* _Instructions_:
a: In the forum post, how many voices can 8 CUs handle in 6 ms?
b: Echo the passage of the forum post that opens with "Next Generation Hardware" and ends after "built to do?".

* _Text shown_:
——
Next Generation Hardware Speculation with a Technical Spin [post E3 2019, pre GDC 2020] [XBSX, PS5]

Status
Not open for further replies.
3D audio is going to require ray tracing, which is something the GPU will be good at. Why make a second ray-tracing device to do the job the GPU was already built to do?
You wouldn't. You'd use the RT hardware to trace rays, and audio hardware to process the audio.

Importantly...

52ec0cfcccdbec88f80b1c0ca8e5cb237abc56fb.png


Using 8 CUs, 20% of a theoretical 36 CU PS5, which are reserved and unavailable for graphics or anything else, you can get 128 voices in 6 ms. 32 in 2 ms. With 4 CUs, a 10% reservation, you could probably do workable sound with that example convolution. That's a fair bit of GPU power taken up. DSP doesn't need all the features of a GPU compute engine, so a far more efficient processor can be used - a tiddly DSP is probably far more efficient at the task. You can't target DSPs in the PC space because they aren't universal, so it makes sense to use compute to power next-gen audio. In a console, the most efficient solution could be used to get a better feature:cost ratio.
 
Last edited:
You wouldn't. You'd use the RT hardware to trace rays, and audio hardware to process the audio.
——
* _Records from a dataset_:
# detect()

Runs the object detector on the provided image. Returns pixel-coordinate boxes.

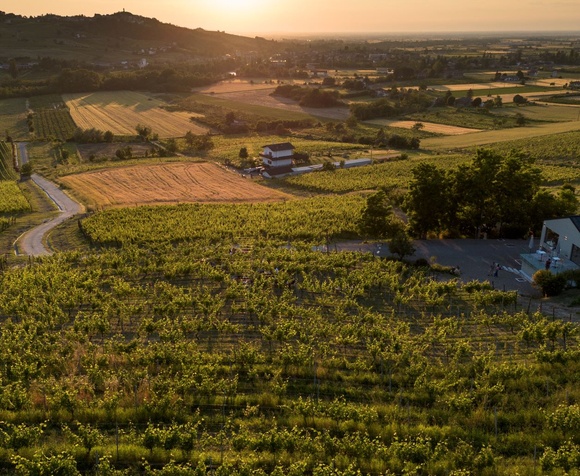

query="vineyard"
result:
[285,155,467,193]
[80,195,365,246]
[0,236,580,476]
[0,141,30,216]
——
* _Answers to the exercise_:
a: 128 voices.

b:
Next Generation Hardware Speculation with a Technical Spin [post E3 2019, pre GDC 2020] [XBSX, PS5]

Status
Not open for further replies.
3D audio is going to require ray tracing, which is something the GPU will be good at. Why make a second ray-tracing device to do the job the GPU was already built to do?